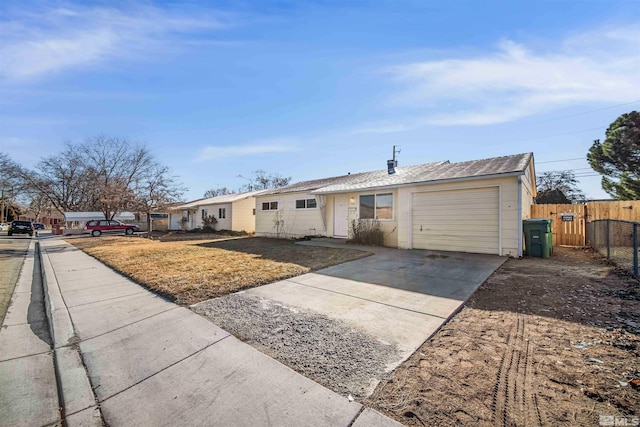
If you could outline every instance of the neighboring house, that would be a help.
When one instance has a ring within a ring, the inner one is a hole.
[[[522,256],[536,195],[532,153],[295,183],[256,197],[256,235],[346,239],[378,220],[385,246]]]
[[[263,191],[226,194],[208,199],[198,199],[174,208],[171,214],[171,230],[201,228],[203,219],[213,216],[215,230],[246,231],[256,229],[256,196]]]
[[[85,222],[94,219],[105,219],[103,212],[65,212],[64,221],[66,223],[76,223],[84,225]],[[133,212],[119,212],[114,217],[114,220],[120,222],[134,221],[136,216]]]
[[[64,215],[53,208],[45,209],[39,213],[34,212],[32,209],[28,209],[16,219],[41,222],[45,227],[51,228],[55,224],[62,224],[64,222]]]

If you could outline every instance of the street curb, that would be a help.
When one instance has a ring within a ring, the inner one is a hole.
[[[68,426],[102,426],[104,424],[100,409],[77,347],[78,338],[73,322],[62,298],[51,260],[40,239],[36,243],[36,253],[40,259],[63,423]]]

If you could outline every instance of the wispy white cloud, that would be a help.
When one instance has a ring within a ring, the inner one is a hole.
[[[640,99],[640,25],[576,34],[544,49],[505,40],[473,57],[387,71],[399,87],[394,104],[421,118],[386,122],[382,131],[488,125],[580,103],[630,102]]]
[[[298,151],[298,149],[295,142],[289,138],[265,139],[243,145],[207,146],[200,150],[196,160],[204,161],[271,153],[288,153]]]
[[[209,10],[38,3],[0,11],[0,79],[19,81],[121,58],[148,58],[169,39],[224,28],[228,16]]]

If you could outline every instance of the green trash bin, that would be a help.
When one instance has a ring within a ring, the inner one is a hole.
[[[523,223],[526,254],[539,258],[549,258],[553,246],[553,220],[549,218],[525,219]]]

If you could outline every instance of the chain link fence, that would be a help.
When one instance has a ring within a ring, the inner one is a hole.
[[[587,244],[638,277],[638,222],[603,219],[587,223]]]

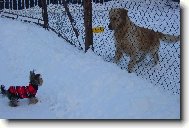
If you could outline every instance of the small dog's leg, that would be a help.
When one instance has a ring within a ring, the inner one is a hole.
[[[18,106],[18,100],[15,98],[12,98],[9,102],[10,107],[17,107]]]
[[[29,104],[36,104],[38,102],[38,99],[36,97],[29,98]]]

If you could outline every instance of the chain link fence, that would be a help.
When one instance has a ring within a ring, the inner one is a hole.
[[[83,1],[76,0],[76,4],[73,4],[74,1],[68,2],[69,11],[74,19],[73,26],[79,32],[78,38],[73,31],[62,2],[47,0],[46,3],[49,27],[70,44],[79,49],[85,49]],[[94,53],[107,62],[113,63],[116,50],[114,32],[108,28],[108,14],[111,8],[127,9],[131,21],[140,27],[153,29],[164,34],[180,35],[180,7],[178,2],[172,2],[171,0],[94,0],[92,3],[92,26],[93,28],[104,28],[101,33],[93,33]],[[33,7],[29,5],[28,8],[20,10],[4,8],[4,16],[6,13],[43,20],[39,2],[34,2]],[[129,57],[124,55],[118,66],[123,70],[127,70],[128,62]],[[154,66],[150,56],[147,56],[134,67],[134,73],[155,86],[159,86],[173,94],[180,94],[180,43],[161,41],[159,63]]]

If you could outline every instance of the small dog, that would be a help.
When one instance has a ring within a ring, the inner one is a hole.
[[[8,97],[10,100],[9,106],[18,106],[18,99],[29,99],[29,104],[36,104],[38,99],[35,97],[37,94],[38,86],[42,86],[43,79],[40,74],[35,74],[34,70],[30,71],[30,82],[28,86],[10,86],[8,90],[4,85],[1,85],[1,93]]]
[[[130,56],[128,72],[131,73],[135,64],[142,61],[147,53],[151,53],[154,63],[159,61],[160,40],[177,42],[179,36],[155,32],[135,25],[128,16],[128,11],[123,8],[111,9],[109,12],[110,30],[114,30],[116,40],[115,62],[118,63],[123,53]]]

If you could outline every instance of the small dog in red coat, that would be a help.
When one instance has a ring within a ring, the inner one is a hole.
[[[29,104],[36,104],[38,99],[36,98],[37,90],[39,86],[42,86],[43,79],[41,74],[35,74],[34,70],[30,71],[30,82],[28,86],[10,86],[8,90],[4,85],[1,85],[1,93],[6,95],[10,100],[9,106],[18,106],[18,99],[29,99]]]

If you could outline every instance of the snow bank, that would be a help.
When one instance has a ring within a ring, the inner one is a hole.
[[[11,108],[0,96],[5,119],[180,119],[180,97],[86,54],[53,32],[0,18],[0,84],[27,85],[29,71],[41,73],[39,103]]]

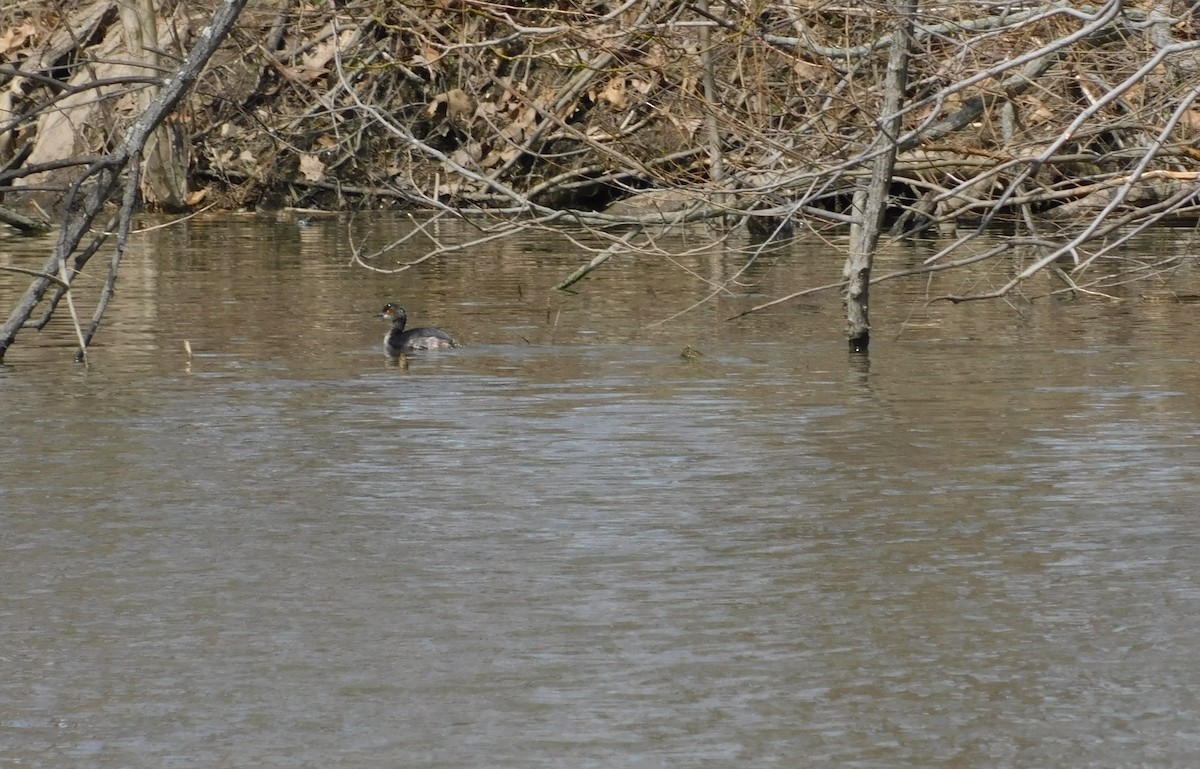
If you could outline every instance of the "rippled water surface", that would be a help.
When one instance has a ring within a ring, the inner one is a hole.
[[[591,254],[388,276],[349,248],[336,221],[156,231],[89,366],[66,323],[18,338],[0,766],[1200,755],[1200,305],[884,284],[867,363],[836,296],[724,320],[836,279],[836,247],[660,325],[744,257],[554,295]],[[23,285],[0,273],[4,312]],[[389,364],[389,299],[466,346]]]

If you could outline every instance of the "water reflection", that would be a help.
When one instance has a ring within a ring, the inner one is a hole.
[[[546,243],[381,277],[336,222],[263,227],[156,235],[90,368],[0,367],[14,765],[1200,748],[1186,305],[881,291],[911,327],[855,366],[835,298],[646,331],[694,301],[645,289],[671,265],[548,297]],[[468,347],[387,365],[390,298]]]

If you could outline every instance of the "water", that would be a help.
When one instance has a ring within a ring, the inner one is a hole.
[[[19,337],[0,765],[1200,754],[1193,305],[892,284],[865,363],[836,297],[723,321],[835,276],[805,244],[653,327],[710,288],[644,260],[551,295],[590,256],[550,238],[398,277],[349,247],[147,234],[89,367],[65,323]],[[388,299],[467,347],[390,365]]]

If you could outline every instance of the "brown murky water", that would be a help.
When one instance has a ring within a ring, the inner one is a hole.
[[[837,245],[652,328],[744,257],[552,296],[590,255],[389,277],[348,248],[337,221],[150,233],[89,367],[65,324],[10,351],[0,766],[1200,755],[1200,306],[886,285],[867,365],[833,296],[723,321],[835,278]],[[389,365],[388,299],[467,346]]]

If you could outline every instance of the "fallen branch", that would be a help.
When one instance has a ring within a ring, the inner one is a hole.
[[[41,235],[50,231],[49,222],[18,214],[4,206],[0,206],[0,223],[7,224],[24,235]]]
[[[588,273],[590,273],[592,270],[596,269],[597,267],[604,264],[612,257],[621,253],[621,251],[624,250],[624,247],[628,246],[629,242],[631,240],[633,240],[633,238],[635,236],[640,235],[641,232],[642,232],[641,227],[634,227],[633,229],[629,230],[629,232],[622,235],[619,240],[615,241],[614,243],[609,244],[608,248],[604,249],[599,254],[596,254],[596,256],[593,257],[590,262],[583,265],[579,269],[575,270],[575,272],[572,272],[570,275],[568,275],[563,280],[559,281],[554,286],[554,290],[555,291],[566,291],[568,288],[570,288],[574,284],[583,280],[583,278]]]

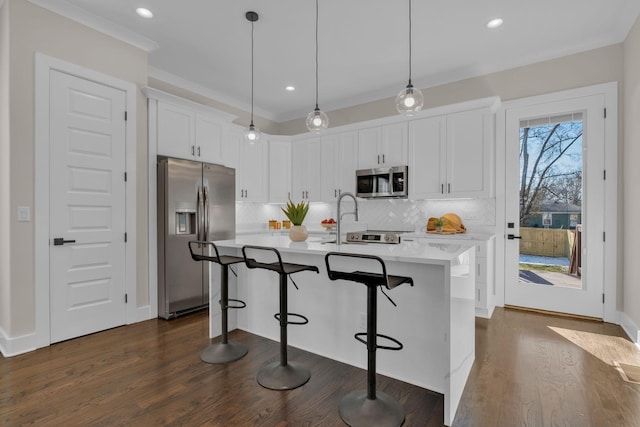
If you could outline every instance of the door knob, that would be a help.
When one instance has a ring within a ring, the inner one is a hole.
[[[520,237],[520,236],[514,236],[513,234],[507,234],[507,239],[509,239],[509,240],[513,240],[513,239],[522,239],[522,237]]]
[[[62,246],[65,243],[75,243],[75,240],[64,240],[63,237],[56,237],[53,239],[53,246]]]

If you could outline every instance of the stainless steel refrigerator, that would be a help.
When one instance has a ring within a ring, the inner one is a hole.
[[[158,157],[158,316],[206,308],[208,262],[191,259],[190,240],[235,237],[235,169]]]

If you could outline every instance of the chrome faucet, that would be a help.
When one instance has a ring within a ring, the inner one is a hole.
[[[351,197],[353,202],[356,204],[356,207],[353,212],[344,212],[340,213],[340,204],[342,203],[342,199],[345,197]],[[358,200],[356,200],[356,196],[352,193],[341,193],[340,197],[338,197],[338,222],[336,223],[336,245],[340,246],[340,224],[342,224],[342,216],[346,214],[353,214],[356,217],[356,221],[358,221]]]

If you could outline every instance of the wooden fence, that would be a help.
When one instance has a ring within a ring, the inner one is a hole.
[[[520,253],[550,257],[571,257],[573,230],[520,227]]]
──────────
**ACTION ITEM**
Take every line from the listing above that includes the word "small" and copy it.

**ANSWER FOR THIS EXERCISE**
If you could outline every instance of the small dog's leg, that would be a help.
If you could outline every instance of the small dog, that would be a help.
If you could outline every instance of the small dog in red coat, that would be a help.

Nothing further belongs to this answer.